[Natural-language object grounding data]
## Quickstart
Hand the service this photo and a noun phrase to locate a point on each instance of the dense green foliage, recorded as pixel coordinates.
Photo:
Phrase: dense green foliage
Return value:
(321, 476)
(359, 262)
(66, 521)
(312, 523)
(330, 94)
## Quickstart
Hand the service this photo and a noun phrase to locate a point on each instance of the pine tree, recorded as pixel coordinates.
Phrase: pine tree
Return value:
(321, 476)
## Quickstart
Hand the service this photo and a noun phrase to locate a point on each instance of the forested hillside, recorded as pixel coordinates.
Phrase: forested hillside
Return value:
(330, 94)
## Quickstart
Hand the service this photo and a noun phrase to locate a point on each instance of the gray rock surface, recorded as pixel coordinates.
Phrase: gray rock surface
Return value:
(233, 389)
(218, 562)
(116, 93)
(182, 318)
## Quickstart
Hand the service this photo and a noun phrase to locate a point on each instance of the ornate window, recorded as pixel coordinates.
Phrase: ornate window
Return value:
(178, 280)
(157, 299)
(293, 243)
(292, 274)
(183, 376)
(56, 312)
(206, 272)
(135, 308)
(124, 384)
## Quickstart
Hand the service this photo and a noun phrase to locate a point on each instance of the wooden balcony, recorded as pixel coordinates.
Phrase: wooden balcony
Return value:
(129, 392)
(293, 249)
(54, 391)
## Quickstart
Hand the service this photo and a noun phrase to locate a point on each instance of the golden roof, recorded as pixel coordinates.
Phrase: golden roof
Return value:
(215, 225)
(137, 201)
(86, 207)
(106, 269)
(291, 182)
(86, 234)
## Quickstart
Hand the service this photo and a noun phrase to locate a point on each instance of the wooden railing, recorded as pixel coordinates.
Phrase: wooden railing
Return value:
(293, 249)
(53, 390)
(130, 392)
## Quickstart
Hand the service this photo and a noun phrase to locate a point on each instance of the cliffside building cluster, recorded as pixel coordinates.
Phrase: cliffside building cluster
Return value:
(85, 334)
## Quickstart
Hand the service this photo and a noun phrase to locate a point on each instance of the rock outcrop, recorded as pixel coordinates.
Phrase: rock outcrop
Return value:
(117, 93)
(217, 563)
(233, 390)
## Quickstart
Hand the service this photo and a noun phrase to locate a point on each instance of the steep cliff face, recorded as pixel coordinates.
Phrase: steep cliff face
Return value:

Exercise directions —
Please report every line of the records above that contains the word "pine".

Answer for the task —
Hand the service this photo and a noun phrase to locate a point on each instance of the pine tree, recorded as pixel coordinates.
Phrase: pine tree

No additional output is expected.